─── Supplied records
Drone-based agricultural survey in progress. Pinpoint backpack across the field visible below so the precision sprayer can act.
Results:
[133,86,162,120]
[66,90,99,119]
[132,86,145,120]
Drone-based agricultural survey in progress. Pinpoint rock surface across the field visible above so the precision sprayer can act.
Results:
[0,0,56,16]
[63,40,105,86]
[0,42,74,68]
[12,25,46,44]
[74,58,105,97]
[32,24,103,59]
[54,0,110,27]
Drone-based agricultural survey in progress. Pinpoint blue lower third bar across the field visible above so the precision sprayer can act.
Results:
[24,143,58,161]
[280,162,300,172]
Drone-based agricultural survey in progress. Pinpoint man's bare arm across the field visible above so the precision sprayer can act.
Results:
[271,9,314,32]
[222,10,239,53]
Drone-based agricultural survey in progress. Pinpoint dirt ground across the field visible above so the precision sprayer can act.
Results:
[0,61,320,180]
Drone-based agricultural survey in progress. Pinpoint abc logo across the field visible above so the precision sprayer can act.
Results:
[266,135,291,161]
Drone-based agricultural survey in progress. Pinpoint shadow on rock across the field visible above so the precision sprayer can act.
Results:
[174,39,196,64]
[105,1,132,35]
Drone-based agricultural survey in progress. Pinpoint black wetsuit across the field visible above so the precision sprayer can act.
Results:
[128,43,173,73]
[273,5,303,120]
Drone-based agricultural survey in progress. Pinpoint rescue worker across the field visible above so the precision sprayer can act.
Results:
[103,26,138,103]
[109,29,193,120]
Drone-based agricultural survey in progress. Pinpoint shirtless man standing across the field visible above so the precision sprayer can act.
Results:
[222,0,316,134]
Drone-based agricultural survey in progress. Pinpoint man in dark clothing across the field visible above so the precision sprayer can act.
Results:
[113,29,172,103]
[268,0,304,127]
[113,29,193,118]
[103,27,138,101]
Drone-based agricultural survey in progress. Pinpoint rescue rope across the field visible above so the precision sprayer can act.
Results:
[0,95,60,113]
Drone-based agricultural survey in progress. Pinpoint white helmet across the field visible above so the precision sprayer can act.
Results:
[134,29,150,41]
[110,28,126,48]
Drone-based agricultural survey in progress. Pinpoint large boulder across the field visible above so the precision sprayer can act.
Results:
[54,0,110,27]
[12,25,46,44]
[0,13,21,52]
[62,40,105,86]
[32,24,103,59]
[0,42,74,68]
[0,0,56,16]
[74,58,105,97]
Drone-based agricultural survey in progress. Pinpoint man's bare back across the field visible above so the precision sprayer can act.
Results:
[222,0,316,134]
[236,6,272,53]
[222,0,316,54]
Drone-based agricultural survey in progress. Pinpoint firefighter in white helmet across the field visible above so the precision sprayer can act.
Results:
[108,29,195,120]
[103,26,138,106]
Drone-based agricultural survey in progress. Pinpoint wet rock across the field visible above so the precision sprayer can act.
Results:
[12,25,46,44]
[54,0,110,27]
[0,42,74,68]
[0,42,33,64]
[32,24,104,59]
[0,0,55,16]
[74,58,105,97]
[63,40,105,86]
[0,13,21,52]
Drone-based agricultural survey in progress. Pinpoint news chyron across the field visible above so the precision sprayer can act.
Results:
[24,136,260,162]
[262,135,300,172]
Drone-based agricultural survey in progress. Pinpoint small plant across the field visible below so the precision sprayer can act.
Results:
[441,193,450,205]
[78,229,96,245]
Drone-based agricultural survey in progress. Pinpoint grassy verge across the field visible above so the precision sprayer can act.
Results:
──────
Reproduce the part of the items that opens with the line containing "Drone-based agricultural survey in progress. Pinpoint large" and runs through the end of the items, keeping every line. Multiply each bounding-box coordinate in the answers by 0.2 and round it to a whole number, with halves rounded up.

Drone-based agricultural survey in progress. Pinpoint large boulder across the field visible above so the precision sprayer can act.
Results:
[11,0,22,5]
[2,5,9,9]
[0,3,4,10]
[12,8,21,17]
[6,5,21,12]
[0,8,15,14]
[0,0,11,3]
[15,12,21,19]
Drone-based agricultural survey in progress. Pinpoint man's bare back across the field visible above so the precision sprayer can act.
Results:
[44,0,63,27]
[47,1,54,11]
[44,0,63,11]
Drone-based agricultural survey in progress. Pinpoint firefighter in white helmet across the field visible above so the precision sprayer can act.
Results:
[22,6,39,24]
[21,5,28,21]
Drone-based agricultural survey in progress. Pinpoint wet rock across the field visible above so the precision sprayer can act.
Results:
[2,5,9,9]
[11,0,22,5]
[0,8,15,14]
[0,8,7,13]
[6,5,21,12]
[0,0,11,3]
[15,12,21,19]
[13,8,21,17]
[0,3,4,10]
Drone-based agricultural survey in progress. Pinpoint news chyron across the field visible above so the precision sprayer can act.
Results:
[5,27,52,32]
[52,27,60,34]
Drone-based agricultural survey in progress. Pinpoint small plant across the field visible below so the precision sprayer can act.
Results:
[88,39,90,41]
[16,46,19,49]
Drone-based agricultural survey in progress. Pinpoint grassy verge across the field visible above so the precision sprayer can act.
Results:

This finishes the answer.